• Task to carry out
An exact reproduction of all the entries is what the answer must contain.

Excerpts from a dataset
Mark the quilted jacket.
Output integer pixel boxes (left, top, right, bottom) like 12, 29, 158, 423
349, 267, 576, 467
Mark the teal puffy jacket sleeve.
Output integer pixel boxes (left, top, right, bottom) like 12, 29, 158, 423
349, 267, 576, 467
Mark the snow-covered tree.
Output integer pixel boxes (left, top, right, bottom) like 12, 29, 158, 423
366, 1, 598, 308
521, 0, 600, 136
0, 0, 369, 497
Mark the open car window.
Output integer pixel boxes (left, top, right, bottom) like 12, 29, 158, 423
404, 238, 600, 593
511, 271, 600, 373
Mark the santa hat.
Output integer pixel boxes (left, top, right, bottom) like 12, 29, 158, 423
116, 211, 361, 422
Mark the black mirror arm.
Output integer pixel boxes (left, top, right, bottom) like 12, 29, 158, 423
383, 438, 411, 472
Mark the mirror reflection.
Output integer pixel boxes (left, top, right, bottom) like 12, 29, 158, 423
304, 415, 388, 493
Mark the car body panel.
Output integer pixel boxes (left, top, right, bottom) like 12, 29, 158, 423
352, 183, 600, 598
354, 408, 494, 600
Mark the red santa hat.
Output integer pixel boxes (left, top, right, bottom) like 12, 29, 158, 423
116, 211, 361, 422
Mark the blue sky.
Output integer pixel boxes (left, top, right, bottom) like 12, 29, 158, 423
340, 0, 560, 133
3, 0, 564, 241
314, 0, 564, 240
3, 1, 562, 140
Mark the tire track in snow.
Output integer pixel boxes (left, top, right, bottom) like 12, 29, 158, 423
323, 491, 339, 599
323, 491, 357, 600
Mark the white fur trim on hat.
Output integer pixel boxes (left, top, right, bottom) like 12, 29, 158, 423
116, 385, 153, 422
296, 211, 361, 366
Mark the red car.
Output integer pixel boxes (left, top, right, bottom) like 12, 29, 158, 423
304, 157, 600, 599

• Solution for this task
Mark the quilted jacket.
Output integer pixel boxes (left, top, right, bottom) like 12, 29, 158, 423
349, 267, 576, 467
Mark the teal puffy jacket sleeve.
Output integer pixel boxes (left, top, right, bottom) like 12, 29, 158, 423
349, 267, 576, 467
Mark the snow-covered tree.
Output integer pixel boxes (left, top, right, bottom) like 12, 29, 158, 423
366, 1, 598, 308
521, 0, 600, 136
0, 0, 369, 497
Mark the open car window.
Output integer pixel boxes (left, top, right, bottom) like 12, 29, 158, 423
404, 238, 600, 593
511, 271, 600, 373
Mark the santa hat.
Output integer pixel boxes (left, top, right, bottom) like 12, 29, 158, 423
116, 211, 361, 422
Mark the black mirror arm.
Output integer pixel boxes (left, top, right, bottom) like 12, 29, 158, 423
383, 438, 411, 472
Mark the mirror reflection.
Output integer pixel boxes (left, top, right, bottom) like 12, 29, 158, 423
304, 415, 388, 493
Mark the car body panel.
Output integer pixel boxes (left, top, right, bottom) like 12, 29, 158, 423
352, 183, 600, 598
354, 408, 494, 600
Mark the red santa hat.
Output integer pixel boxes (left, top, right, bottom) like 12, 29, 158, 423
116, 211, 361, 422
Mark the blue sky.
Output integer pixel boxes (left, top, right, bottom) like 12, 29, 158, 423
340, 0, 560, 133
3, 0, 564, 241
314, 0, 564, 240
3, 1, 562, 140
Mark the tire track in snow.
Output integer pixel boxes (left, top, right, bottom) like 12, 29, 158, 423
323, 491, 339, 599
323, 491, 357, 600
Mark the white fur trim on hat.
Output integer pixel boxes (left, top, right, bottom) like 12, 29, 158, 423
116, 385, 153, 422
296, 211, 361, 366
Mark the red car.
Output integer pixel boxes (left, top, right, bottom) like 12, 29, 158, 423
304, 157, 600, 599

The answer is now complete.